▸ **ASSIGNMENT**:
Omit all pictures, then repeat the listing exactly.

*** DATASET EXTRACT ***

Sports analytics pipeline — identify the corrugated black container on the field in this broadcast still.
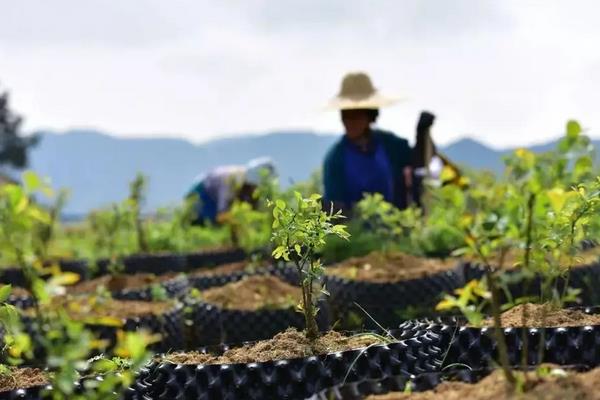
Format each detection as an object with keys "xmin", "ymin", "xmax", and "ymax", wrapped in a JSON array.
[
  {"xmin": 126, "ymin": 327, "xmax": 443, "ymax": 400},
  {"xmin": 190, "ymin": 299, "xmax": 331, "ymax": 345},
  {"xmin": 326, "ymin": 266, "xmax": 463, "ymax": 330},
  {"xmin": 399, "ymin": 306, "xmax": 600, "ymax": 370},
  {"xmin": 312, "ymin": 368, "xmax": 488, "ymax": 400},
  {"xmin": 185, "ymin": 249, "xmax": 246, "ymax": 272}
]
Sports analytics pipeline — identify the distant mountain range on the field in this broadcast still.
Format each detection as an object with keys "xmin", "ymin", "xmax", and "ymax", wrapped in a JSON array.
[{"xmin": 25, "ymin": 129, "xmax": 598, "ymax": 214}]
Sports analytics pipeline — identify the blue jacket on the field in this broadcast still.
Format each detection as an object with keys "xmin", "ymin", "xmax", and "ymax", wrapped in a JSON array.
[{"xmin": 323, "ymin": 129, "xmax": 411, "ymax": 209}]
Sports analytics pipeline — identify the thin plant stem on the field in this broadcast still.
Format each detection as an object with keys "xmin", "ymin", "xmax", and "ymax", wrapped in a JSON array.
[
  {"xmin": 521, "ymin": 193, "xmax": 535, "ymax": 372},
  {"xmin": 474, "ymin": 242, "xmax": 515, "ymax": 387},
  {"xmin": 485, "ymin": 266, "xmax": 516, "ymax": 386}
]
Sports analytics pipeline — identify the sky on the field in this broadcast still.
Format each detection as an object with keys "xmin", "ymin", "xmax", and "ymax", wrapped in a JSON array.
[{"xmin": 1, "ymin": 0, "xmax": 599, "ymax": 148}]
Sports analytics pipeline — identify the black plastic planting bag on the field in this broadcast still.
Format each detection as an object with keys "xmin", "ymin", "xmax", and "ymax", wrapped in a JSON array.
[
  {"xmin": 127, "ymin": 328, "xmax": 442, "ymax": 400},
  {"xmin": 399, "ymin": 307, "xmax": 600, "ymax": 370},
  {"xmin": 123, "ymin": 254, "xmax": 188, "ymax": 275},
  {"xmin": 190, "ymin": 299, "xmax": 331, "ymax": 345},
  {"xmin": 6, "ymin": 292, "xmax": 34, "ymax": 309},
  {"xmin": 569, "ymin": 262, "xmax": 600, "ymax": 305},
  {"xmin": 312, "ymin": 368, "xmax": 489, "ymax": 400},
  {"xmin": 185, "ymin": 249, "xmax": 246, "ymax": 271},
  {"xmin": 91, "ymin": 254, "xmax": 189, "ymax": 276},
  {"xmin": 326, "ymin": 268, "xmax": 463, "ymax": 330},
  {"xmin": 188, "ymin": 264, "xmax": 298, "ymax": 291},
  {"xmin": 1, "ymin": 373, "xmax": 142, "ymax": 400},
  {"xmin": 111, "ymin": 274, "xmax": 189, "ymax": 301}
]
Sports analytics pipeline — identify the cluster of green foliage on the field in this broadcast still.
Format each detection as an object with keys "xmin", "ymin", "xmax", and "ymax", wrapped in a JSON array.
[
  {"xmin": 0, "ymin": 173, "xmax": 152, "ymax": 399},
  {"xmin": 36, "ymin": 174, "xmax": 230, "ymax": 268},
  {"xmin": 437, "ymin": 120, "xmax": 600, "ymax": 388},
  {"xmin": 320, "ymin": 185, "xmax": 466, "ymax": 262}
]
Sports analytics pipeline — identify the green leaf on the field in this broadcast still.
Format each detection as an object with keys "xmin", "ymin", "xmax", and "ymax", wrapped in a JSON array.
[
  {"xmin": 0, "ymin": 285, "xmax": 11, "ymax": 303},
  {"xmin": 547, "ymin": 188, "xmax": 567, "ymax": 213},
  {"xmin": 566, "ymin": 120, "xmax": 581, "ymax": 140},
  {"xmin": 22, "ymin": 171, "xmax": 42, "ymax": 191},
  {"xmin": 275, "ymin": 199, "xmax": 286, "ymax": 210},
  {"xmin": 294, "ymin": 244, "xmax": 302, "ymax": 256},
  {"xmin": 574, "ymin": 156, "xmax": 592, "ymax": 180},
  {"xmin": 93, "ymin": 358, "xmax": 118, "ymax": 373}
]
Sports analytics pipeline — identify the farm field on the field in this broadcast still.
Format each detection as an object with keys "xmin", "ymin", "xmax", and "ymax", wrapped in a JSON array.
[{"xmin": 1, "ymin": 121, "xmax": 600, "ymax": 398}]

***

▸ **RESULT BELOW**:
Sports analytics pipeline — identify the corrugated black container on the field in this broadcast still.
Format each detection as an object with keys "xmin", "ymin", "xmax", and "ymax", wrapped in a JSON array.
[
  {"xmin": 126, "ymin": 327, "xmax": 443, "ymax": 400},
  {"xmin": 190, "ymin": 299, "xmax": 331, "ymax": 345},
  {"xmin": 326, "ymin": 266, "xmax": 463, "ymax": 330},
  {"xmin": 399, "ymin": 306, "xmax": 600, "ymax": 370},
  {"xmin": 312, "ymin": 368, "xmax": 488, "ymax": 400},
  {"xmin": 185, "ymin": 249, "xmax": 246, "ymax": 272}
]
Sports analytics pipeline — identify the distant mountain range on the field in this broadcast still.
Format each detection as an object with keys "xmin", "ymin", "xmax", and "ymax", wrapped in a JSON array.
[{"xmin": 25, "ymin": 129, "xmax": 598, "ymax": 214}]
Sports analytics pipeline — identify the blue jacket on the field in this broadcast still.
Format each detection as an object with keys "xmin", "ymin", "xmax", and "ymax", wrapped in a JSON array.
[{"xmin": 323, "ymin": 129, "xmax": 411, "ymax": 209}]
Sports analytics pipeline — identify the thin plant stem on the field in this broadcast still.
Format each detection as an object with keys "xmin", "ymin", "xmax", and "ymax", wrapped in a JSON array.
[
  {"xmin": 521, "ymin": 193, "xmax": 535, "ymax": 372},
  {"xmin": 474, "ymin": 242, "xmax": 515, "ymax": 387},
  {"xmin": 485, "ymin": 266, "xmax": 516, "ymax": 386}
]
Sports analytics pipeline — identify the sky on the field in this broadcast still.
Format each detection as an object with keys "xmin", "ymin", "xmax", and "ymax", wrapped in a JSON array.
[{"xmin": 1, "ymin": 0, "xmax": 599, "ymax": 148}]
Sports analytics pipeline — identify the black plastic planting bag on the field in this broadcast still.
Format each detection as an object with keys "xmin", "ymin", "xmax", and "ymax", wrapped in a JSON array.
[
  {"xmin": 127, "ymin": 328, "xmax": 442, "ymax": 400},
  {"xmin": 399, "ymin": 307, "xmax": 600, "ymax": 370},
  {"xmin": 123, "ymin": 254, "xmax": 188, "ymax": 275},
  {"xmin": 190, "ymin": 299, "xmax": 331, "ymax": 345},
  {"xmin": 6, "ymin": 292, "xmax": 34, "ymax": 309},
  {"xmin": 569, "ymin": 262, "xmax": 600, "ymax": 305},
  {"xmin": 312, "ymin": 368, "xmax": 489, "ymax": 400},
  {"xmin": 185, "ymin": 249, "xmax": 246, "ymax": 271},
  {"xmin": 91, "ymin": 254, "xmax": 189, "ymax": 276},
  {"xmin": 326, "ymin": 268, "xmax": 463, "ymax": 330},
  {"xmin": 188, "ymin": 264, "xmax": 298, "ymax": 291},
  {"xmin": 1, "ymin": 373, "xmax": 142, "ymax": 400},
  {"xmin": 111, "ymin": 274, "xmax": 189, "ymax": 301}
]
Sports analytics pipeline — identify the cluster of green foliage on the field in this broadcast still.
Format each detection as an object with keys "xmin", "ymin", "xmax", and "ymax", wrapped in a JSON array.
[
  {"xmin": 0, "ymin": 173, "xmax": 152, "ymax": 399},
  {"xmin": 36, "ymin": 174, "xmax": 230, "ymax": 268},
  {"xmin": 437, "ymin": 120, "xmax": 600, "ymax": 388},
  {"xmin": 320, "ymin": 185, "xmax": 466, "ymax": 262}
]
Sports analytics pipeline — identify the green leaf on the field in this broadcast still.
Format each detection as an object with keys "xmin", "ymin", "xmax", and "ymax", wrapped in a JSON array.
[
  {"xmin": 0, "ymin": 285, "xmax": 11, "ymax": 303},
  {"xmin": 547, "ymin": 188, "xmax": 567, "ymax": 213},
  {"xmin": 566, "ymin": 120, "xmax": 581, "ymax": 140},
  {"xmin": 22, "ymin": 171, "xmax": 42, "ymax": 191},
  {"xmin": 275, "ymin": 199, "xmax": 286, "ymax": 210},
  {"xmin": 294, "ymin": 244, "xmax": 302, "ymax": 256},
  {"xmin": 574, "ymin": 156, "xmax": 592, "ymax": 180},
  {"xmin": 93, "ymin": 358, "xmax": 118, "ymax": 373}
]
Sports analytics pipeline — identify the farm field on the field in this broadcast still.
Format each detection as an object with keys "xmin", "ymin", "xmax", and "ymax", wrapped in a JSON array.
[{"xmin": 1, "ymin": 121, "xmax": 600, "ymax": 398}]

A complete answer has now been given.